(EXERCISE BRIEF):
Write out word for word each line from the one containing "Return one point per instance of the weathered" through the close of the listing, including both ends. Pictures do not belong in the copy.

— begin INPUT RECORDS —

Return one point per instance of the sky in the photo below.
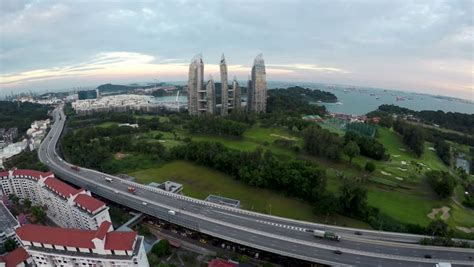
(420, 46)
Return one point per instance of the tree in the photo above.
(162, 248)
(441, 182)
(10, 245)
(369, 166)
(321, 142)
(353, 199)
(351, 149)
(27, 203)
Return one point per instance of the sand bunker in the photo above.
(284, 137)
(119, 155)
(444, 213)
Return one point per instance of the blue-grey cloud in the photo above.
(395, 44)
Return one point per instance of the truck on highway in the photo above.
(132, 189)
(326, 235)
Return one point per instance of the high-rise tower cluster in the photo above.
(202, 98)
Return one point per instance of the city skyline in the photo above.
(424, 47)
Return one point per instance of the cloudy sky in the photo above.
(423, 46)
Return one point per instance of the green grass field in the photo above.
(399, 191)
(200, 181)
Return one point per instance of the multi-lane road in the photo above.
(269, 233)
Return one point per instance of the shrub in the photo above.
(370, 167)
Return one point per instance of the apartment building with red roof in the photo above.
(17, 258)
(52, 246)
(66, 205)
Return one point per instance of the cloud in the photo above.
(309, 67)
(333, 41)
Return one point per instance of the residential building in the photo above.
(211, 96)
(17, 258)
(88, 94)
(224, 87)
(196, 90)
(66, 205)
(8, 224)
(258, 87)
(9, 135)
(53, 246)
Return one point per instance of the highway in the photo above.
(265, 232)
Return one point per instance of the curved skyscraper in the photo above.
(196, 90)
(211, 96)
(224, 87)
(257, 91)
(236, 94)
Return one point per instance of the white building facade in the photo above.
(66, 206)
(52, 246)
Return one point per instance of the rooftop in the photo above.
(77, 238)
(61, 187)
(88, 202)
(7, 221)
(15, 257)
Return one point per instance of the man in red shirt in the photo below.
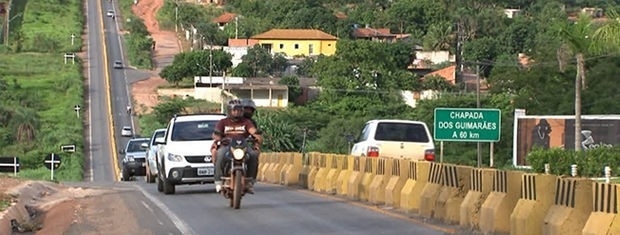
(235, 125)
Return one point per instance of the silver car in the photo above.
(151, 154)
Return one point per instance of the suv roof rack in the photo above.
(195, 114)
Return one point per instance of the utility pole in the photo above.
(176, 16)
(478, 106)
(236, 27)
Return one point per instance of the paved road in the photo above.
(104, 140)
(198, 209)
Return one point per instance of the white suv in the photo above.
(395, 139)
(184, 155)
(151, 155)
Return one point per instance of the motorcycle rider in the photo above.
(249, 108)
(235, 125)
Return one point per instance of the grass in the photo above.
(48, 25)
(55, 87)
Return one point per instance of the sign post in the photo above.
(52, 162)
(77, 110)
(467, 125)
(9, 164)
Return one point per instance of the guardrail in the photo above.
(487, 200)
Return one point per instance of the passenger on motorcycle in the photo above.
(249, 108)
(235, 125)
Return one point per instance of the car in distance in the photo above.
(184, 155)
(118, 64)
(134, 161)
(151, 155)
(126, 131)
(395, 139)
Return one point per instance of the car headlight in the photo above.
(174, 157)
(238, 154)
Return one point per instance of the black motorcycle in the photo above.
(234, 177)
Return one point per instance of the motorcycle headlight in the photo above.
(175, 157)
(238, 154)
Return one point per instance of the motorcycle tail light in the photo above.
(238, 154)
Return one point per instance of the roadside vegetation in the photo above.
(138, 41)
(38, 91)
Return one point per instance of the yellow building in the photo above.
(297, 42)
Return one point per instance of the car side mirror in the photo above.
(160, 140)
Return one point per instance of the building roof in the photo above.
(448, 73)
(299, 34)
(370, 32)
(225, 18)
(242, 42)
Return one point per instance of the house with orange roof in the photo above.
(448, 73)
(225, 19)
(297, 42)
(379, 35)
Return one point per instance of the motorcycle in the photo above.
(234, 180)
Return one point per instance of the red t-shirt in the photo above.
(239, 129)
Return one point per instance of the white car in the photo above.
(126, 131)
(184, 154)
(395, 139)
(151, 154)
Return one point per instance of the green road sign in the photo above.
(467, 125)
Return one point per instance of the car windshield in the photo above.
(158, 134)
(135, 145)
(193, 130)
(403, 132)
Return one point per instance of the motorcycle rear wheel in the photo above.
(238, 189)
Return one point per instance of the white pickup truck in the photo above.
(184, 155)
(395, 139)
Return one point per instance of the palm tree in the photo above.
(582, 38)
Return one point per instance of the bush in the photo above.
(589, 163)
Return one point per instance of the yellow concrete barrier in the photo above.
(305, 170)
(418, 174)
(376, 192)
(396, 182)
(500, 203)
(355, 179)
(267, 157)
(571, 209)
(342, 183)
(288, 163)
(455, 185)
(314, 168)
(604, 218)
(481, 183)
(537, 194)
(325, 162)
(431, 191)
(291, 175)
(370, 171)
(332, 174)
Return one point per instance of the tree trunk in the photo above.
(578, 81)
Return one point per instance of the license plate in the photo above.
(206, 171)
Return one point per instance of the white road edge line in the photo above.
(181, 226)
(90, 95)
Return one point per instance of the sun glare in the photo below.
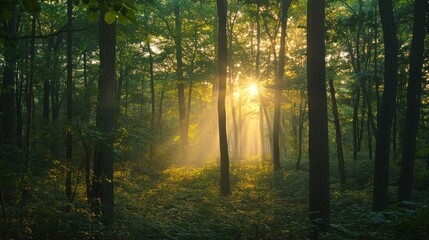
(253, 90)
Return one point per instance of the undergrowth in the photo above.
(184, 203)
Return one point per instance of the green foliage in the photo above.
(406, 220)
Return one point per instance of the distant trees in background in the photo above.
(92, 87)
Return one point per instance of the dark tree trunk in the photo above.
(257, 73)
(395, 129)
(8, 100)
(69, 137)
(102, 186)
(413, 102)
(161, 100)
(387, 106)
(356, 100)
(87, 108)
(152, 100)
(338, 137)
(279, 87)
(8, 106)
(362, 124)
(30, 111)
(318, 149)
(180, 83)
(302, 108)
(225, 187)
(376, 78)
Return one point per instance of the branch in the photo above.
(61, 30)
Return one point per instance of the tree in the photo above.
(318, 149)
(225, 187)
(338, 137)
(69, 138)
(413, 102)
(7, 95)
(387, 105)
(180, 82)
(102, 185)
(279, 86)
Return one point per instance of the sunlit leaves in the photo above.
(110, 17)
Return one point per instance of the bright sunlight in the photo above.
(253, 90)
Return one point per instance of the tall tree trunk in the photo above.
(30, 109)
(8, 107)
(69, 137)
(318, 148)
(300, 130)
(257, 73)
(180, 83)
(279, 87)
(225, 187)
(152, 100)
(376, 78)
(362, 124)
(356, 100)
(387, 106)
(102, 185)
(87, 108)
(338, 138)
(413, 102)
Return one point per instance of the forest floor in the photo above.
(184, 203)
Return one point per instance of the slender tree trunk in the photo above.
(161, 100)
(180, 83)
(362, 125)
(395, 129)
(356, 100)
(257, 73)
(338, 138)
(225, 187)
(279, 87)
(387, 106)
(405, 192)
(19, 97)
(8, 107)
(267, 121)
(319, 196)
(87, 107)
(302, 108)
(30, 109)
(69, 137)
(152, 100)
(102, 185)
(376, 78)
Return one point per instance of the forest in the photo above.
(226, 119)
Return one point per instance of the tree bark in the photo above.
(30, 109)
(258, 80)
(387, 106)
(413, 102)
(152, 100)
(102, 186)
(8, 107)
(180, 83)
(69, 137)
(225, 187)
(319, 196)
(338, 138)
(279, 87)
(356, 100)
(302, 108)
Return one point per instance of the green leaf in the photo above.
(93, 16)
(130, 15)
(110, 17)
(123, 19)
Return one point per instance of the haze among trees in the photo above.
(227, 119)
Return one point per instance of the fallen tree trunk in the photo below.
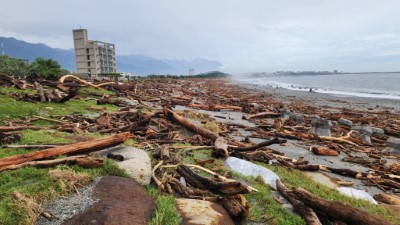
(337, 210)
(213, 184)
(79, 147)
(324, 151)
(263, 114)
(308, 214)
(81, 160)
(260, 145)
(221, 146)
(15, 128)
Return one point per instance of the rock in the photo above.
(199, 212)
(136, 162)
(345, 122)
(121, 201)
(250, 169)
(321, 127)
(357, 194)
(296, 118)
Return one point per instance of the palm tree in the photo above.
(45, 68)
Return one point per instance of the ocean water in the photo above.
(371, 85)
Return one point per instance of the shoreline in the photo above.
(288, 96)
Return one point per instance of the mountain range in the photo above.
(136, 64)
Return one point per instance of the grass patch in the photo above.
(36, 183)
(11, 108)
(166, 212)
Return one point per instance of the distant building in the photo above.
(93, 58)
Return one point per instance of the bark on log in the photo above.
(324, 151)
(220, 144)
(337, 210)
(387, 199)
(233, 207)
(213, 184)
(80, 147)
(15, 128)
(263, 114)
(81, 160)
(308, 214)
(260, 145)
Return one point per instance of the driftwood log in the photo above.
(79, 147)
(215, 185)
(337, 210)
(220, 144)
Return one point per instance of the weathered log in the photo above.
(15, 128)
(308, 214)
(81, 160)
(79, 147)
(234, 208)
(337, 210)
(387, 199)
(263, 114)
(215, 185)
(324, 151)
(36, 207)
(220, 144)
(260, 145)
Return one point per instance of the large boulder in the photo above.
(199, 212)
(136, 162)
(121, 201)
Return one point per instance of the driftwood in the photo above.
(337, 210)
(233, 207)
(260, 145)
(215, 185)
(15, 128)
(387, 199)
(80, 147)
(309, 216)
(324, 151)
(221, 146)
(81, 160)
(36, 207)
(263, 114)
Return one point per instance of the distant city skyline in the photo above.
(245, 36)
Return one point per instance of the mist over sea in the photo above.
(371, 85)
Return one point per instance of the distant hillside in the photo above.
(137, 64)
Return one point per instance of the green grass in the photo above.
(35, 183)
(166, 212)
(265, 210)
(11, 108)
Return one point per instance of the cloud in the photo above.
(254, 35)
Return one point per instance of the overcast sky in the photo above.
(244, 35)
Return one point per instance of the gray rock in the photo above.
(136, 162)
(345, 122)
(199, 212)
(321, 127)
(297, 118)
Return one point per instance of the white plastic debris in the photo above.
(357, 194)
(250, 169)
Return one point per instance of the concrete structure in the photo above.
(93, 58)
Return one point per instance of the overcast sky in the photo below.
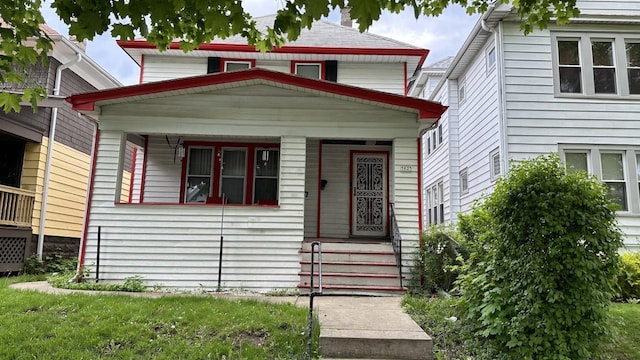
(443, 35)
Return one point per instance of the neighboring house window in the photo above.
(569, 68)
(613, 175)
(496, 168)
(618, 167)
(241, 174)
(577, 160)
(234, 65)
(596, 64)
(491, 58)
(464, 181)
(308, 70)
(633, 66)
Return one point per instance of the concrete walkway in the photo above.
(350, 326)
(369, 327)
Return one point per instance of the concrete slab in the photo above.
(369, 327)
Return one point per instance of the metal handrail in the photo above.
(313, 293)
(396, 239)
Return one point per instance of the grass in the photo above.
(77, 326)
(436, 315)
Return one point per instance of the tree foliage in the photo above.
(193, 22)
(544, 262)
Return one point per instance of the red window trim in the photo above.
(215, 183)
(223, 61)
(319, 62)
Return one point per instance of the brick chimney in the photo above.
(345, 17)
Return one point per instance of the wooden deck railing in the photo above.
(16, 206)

— end INPUT RECORDS —

(WRITTEN RESPONSE):
Return one point per instance of the weathered log in the photo above.
(15, 128)
(308, 214)
(81, 160)
(79, 147)
(234, 208)
(337, 210)
(387, 199)
(263, 114)
(215, 185)
(324, 151)
(36, 207)
(220, 144)
(260, 145)
Return one point per instance of the large boulder in the photo above.
(199, 212)
(136, 162)
(121, 201)
Return one point per instance of the driftwood in the photo above.
(337, 210)
(233, 207)
(260, 145)
(215, 185)
(15, 128)
(387, 199)
(80, 147)
(309, 216)
(324, 151)
(221, 146)
(81, 160)
(36, 207)
(263, 114)
Return one point per instance of the distant city skyline in the photo above.
(245, 36)
Return one point per instance of the mist over sea in the photo above.
(371, 85)
Return one point per instance of the distant hillside in the photo above.
(137, 64)
Return one point per instance of the green grass in the photo above.
(35, 183)
(166, 212)
(265, 210)
(11, 108)
Return one point per instance of the cloud in the photo above.
(254, 35)
Return one point per instance of the overcast sky in the photo above.
(244, 35)
Return one point per instance of the gray rock in the photo above.
(136, 162)
(345, 122)
(199, 212)
(321, 127)
(297, 118)
Return one point per instance of the white plastic debris in the photo above.
(357, 194)
(250, 169)
Return one point per instance of the concrete structure in the photo above.
(93, 58)
Return one point per instance of the overcast sky in the photo below.
(443, 35)
Return one point per instance of the neighboring house window in the photo above.
(569, 68)
(613, 175)
(496, 168)
(618, 167)
(241, 174)
(577, 160)
(234, 65)
(596, 64)
(491, 58)
(464, 181)
(308, 70)
(633, 66)
Return one point per instance of the concrete walkway in the photo above.
(350, 326)
(369, 327)
Return one point per instance of the concrete slab in the photo above.
(369, 327)
Return one point per instance of the metal handrail in the photo above.
(313, 293)
(396, 239)
Return one point per instance of the grass in the photo above.
(77, 326)
(436, 315)
Return one point per instance of the tree foliage in the photo above.
(193, 22)
(544, 262)
Return one point per instance of the red window trim in the photo above.
(215, 183)
(223, 61)
(319, 62)
Return one point per instance of the brick chimney in the photo above.
(345, 17)
Return one point per instance of the wooden deck railing in the photo above.
(16, 206)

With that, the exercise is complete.